Your objective: Only the lines from the one containing "Put a pin on every instance of the asphalt" to the end of the entries should be written out, each exactly as it stands, both ends included.

Provided records:
— Begin —

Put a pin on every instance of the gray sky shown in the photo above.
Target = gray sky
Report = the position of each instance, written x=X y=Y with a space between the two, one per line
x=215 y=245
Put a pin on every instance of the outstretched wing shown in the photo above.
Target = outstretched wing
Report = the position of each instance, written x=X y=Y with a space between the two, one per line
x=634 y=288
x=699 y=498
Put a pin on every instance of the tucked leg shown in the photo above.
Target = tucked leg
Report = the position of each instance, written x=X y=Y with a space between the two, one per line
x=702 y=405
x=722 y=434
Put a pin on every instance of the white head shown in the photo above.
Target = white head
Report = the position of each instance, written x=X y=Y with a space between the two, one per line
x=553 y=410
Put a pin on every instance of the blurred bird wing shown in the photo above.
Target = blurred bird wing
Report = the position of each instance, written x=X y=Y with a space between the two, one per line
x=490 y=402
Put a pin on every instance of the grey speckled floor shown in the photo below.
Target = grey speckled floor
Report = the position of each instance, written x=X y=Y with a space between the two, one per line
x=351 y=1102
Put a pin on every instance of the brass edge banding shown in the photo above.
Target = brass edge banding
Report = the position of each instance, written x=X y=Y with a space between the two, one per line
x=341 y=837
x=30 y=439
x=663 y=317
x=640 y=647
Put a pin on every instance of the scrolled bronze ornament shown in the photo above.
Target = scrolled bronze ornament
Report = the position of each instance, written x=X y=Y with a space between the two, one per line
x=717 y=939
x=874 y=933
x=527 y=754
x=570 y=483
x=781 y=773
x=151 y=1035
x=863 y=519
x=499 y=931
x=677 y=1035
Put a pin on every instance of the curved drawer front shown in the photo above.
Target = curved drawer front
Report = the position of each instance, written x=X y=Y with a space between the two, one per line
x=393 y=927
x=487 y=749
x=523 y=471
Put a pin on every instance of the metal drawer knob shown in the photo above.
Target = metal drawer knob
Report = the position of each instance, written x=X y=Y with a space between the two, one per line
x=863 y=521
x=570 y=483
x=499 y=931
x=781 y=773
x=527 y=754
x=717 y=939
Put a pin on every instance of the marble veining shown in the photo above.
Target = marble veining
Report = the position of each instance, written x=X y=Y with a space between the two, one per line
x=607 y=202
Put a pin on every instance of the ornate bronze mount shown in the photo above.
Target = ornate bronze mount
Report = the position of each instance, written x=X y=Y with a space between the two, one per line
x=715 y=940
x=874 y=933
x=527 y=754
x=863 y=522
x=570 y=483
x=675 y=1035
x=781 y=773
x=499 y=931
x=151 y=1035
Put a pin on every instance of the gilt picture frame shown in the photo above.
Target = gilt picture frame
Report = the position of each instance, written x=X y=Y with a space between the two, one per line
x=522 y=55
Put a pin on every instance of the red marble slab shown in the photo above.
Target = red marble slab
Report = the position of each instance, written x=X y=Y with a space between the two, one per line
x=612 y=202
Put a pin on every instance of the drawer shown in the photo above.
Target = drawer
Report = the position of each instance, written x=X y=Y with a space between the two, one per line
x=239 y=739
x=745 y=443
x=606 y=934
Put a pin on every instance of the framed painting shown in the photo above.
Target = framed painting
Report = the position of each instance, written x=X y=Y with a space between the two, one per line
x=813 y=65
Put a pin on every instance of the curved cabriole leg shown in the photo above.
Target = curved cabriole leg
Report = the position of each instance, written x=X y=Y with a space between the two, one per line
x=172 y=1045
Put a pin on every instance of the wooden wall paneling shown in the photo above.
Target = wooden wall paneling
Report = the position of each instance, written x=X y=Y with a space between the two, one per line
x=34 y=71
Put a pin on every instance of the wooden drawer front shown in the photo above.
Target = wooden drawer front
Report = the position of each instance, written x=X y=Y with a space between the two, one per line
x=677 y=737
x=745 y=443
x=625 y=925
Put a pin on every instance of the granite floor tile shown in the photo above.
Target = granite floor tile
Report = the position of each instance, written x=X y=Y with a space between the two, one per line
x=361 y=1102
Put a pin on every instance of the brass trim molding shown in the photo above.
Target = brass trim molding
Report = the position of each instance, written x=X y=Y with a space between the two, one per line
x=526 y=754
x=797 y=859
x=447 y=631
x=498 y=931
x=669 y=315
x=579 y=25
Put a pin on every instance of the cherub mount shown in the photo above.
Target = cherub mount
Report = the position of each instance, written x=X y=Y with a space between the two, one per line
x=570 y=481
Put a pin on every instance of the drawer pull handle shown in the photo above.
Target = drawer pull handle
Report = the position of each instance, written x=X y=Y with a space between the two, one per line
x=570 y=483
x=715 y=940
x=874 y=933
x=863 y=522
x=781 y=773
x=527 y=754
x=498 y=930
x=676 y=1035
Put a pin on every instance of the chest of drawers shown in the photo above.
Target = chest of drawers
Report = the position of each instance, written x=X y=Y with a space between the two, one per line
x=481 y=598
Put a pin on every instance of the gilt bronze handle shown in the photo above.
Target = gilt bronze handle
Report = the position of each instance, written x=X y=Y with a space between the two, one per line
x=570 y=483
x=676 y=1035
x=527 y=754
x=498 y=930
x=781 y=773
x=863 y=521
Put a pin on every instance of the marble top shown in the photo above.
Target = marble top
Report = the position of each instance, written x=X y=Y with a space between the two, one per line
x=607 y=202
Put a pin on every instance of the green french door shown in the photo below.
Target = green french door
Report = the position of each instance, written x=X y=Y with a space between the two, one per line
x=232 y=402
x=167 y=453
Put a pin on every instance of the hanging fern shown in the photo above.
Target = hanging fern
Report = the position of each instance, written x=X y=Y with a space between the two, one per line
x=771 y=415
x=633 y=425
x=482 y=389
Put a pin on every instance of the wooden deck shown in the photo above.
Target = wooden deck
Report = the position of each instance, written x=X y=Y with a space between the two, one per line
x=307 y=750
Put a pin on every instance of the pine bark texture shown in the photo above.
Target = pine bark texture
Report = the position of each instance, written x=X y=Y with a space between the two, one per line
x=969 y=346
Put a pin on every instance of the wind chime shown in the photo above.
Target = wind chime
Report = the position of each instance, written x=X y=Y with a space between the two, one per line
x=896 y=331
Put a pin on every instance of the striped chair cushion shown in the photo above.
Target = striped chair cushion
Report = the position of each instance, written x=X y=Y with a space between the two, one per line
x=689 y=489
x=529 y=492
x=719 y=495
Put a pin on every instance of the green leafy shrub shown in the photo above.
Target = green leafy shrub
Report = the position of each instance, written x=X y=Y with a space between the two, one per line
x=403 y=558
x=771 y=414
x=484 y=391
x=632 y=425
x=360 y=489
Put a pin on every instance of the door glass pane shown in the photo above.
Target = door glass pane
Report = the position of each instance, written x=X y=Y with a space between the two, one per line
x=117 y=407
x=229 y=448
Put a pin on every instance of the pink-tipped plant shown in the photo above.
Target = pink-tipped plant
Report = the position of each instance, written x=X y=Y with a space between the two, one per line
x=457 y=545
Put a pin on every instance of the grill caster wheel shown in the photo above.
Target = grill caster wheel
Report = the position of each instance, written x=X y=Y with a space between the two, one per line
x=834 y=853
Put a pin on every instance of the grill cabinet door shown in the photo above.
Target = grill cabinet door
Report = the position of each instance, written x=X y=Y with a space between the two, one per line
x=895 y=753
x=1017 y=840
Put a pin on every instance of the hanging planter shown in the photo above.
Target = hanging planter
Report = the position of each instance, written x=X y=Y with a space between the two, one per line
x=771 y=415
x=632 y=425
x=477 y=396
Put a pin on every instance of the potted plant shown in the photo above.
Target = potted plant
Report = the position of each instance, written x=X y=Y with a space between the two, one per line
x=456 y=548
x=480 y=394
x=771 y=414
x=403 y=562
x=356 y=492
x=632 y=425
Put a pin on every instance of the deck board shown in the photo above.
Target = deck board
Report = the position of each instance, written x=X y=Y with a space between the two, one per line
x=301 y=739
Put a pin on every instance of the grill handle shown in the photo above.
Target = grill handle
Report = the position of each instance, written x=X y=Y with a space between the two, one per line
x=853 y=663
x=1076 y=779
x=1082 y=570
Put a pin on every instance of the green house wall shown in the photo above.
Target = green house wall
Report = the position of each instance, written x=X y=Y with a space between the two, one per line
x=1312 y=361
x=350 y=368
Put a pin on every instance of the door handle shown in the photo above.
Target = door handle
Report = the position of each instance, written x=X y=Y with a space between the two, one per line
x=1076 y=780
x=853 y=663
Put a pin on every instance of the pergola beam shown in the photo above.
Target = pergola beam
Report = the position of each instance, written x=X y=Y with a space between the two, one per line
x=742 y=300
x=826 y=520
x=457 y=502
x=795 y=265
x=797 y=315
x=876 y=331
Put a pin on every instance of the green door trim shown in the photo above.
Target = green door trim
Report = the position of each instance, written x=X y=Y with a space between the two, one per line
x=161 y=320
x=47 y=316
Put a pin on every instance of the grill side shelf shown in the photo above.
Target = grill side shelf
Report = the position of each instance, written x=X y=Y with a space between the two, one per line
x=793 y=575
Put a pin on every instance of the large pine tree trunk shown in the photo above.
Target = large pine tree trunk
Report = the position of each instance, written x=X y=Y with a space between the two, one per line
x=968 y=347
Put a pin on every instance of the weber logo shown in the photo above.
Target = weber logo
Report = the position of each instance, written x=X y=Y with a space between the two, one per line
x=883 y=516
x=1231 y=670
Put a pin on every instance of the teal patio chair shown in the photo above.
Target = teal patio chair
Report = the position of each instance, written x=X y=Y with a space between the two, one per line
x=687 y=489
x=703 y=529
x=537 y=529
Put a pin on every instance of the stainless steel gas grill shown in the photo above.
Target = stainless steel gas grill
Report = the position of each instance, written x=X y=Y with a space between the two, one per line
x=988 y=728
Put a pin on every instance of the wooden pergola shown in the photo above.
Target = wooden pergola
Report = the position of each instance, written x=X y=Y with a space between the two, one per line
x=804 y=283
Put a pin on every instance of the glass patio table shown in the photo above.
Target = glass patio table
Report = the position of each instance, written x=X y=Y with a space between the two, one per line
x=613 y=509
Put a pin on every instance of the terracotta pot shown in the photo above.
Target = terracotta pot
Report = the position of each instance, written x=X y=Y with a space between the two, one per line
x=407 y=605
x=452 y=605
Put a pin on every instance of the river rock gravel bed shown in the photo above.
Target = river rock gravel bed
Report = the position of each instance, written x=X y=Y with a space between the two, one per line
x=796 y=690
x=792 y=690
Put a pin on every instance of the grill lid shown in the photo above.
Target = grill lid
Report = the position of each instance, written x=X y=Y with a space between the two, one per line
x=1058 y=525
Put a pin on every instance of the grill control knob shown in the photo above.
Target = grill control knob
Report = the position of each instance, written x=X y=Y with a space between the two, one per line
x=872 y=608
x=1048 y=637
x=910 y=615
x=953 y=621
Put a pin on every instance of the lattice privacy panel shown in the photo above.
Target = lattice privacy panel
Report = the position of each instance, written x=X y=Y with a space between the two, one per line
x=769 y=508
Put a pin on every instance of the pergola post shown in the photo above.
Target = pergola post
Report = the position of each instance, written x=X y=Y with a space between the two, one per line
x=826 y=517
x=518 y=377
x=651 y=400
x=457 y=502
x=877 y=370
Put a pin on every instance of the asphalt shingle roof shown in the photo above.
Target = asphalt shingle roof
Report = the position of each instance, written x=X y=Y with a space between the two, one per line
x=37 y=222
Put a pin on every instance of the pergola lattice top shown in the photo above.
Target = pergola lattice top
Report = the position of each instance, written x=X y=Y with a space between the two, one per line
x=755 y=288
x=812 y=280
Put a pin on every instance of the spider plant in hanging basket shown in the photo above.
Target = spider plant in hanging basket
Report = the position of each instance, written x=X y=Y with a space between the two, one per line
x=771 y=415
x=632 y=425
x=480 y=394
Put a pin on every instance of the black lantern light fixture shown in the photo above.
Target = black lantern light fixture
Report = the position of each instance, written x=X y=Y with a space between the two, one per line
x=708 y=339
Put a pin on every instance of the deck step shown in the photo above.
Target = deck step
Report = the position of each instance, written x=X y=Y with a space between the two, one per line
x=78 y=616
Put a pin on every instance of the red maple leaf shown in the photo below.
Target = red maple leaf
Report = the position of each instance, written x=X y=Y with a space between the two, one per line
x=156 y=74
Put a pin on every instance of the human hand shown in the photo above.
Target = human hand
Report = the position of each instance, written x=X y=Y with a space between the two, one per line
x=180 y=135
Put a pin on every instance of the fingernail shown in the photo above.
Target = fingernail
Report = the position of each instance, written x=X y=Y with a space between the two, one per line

— End —

Task answer:
Put a pin on every instance of the asphalt shingle roof shown in the photo above.
Target = asphalt shingle roof
Report = the position of each instance, written x=X y=Y with a space between the two, one per line
x=37 y=222
Put a pin on every instance of the pergola lattice top shown in the photo above.
Target = pergola lattice top
Report = the position of each instance, written x=X y=Y with a space between the two, one per line
x=755 y=288
x=812 y=280
Put a pin on every instance of the spider plant in hanging basket shown in the photo above.
Target = spider plant in hanging basket
Report = the position of each instance, written x=X y=Y with a space between the two, one per line
x=771 y=415
x=632 y=425
x=480 y=394
Put a pin on every instance of the black lantern light fixture shown in the photo above.
Target = black lantern light fixture
Report = the position of each instance, written x=X y=Y with a space between the two, one per line
x=708 y=339
Put a pin on every instance of the deck step shown in the photo above.
Target = deck step
Report = the position of each instance, written x=X y=Y with a space between the two, one per line
x=78 y=616
Put a pin on every instance of the red maple leaf shown in the photo below.
Target = red maple leaf
Report = the position of each instance, written x=X y=Y with a space between the two, one per line
x=156 y=74
Put a pin on every instance of the human hand shown in the photo above.
Target = human hand
Report = the position of each instance, written x=X y=Y with a space between the two, one per line
x=180 y=135
Put a pin on every instance of the fingernail shown in the photo above.
Target = fingernail
Report = the position of each instance, written x=X y=Y with a space between the two, one per line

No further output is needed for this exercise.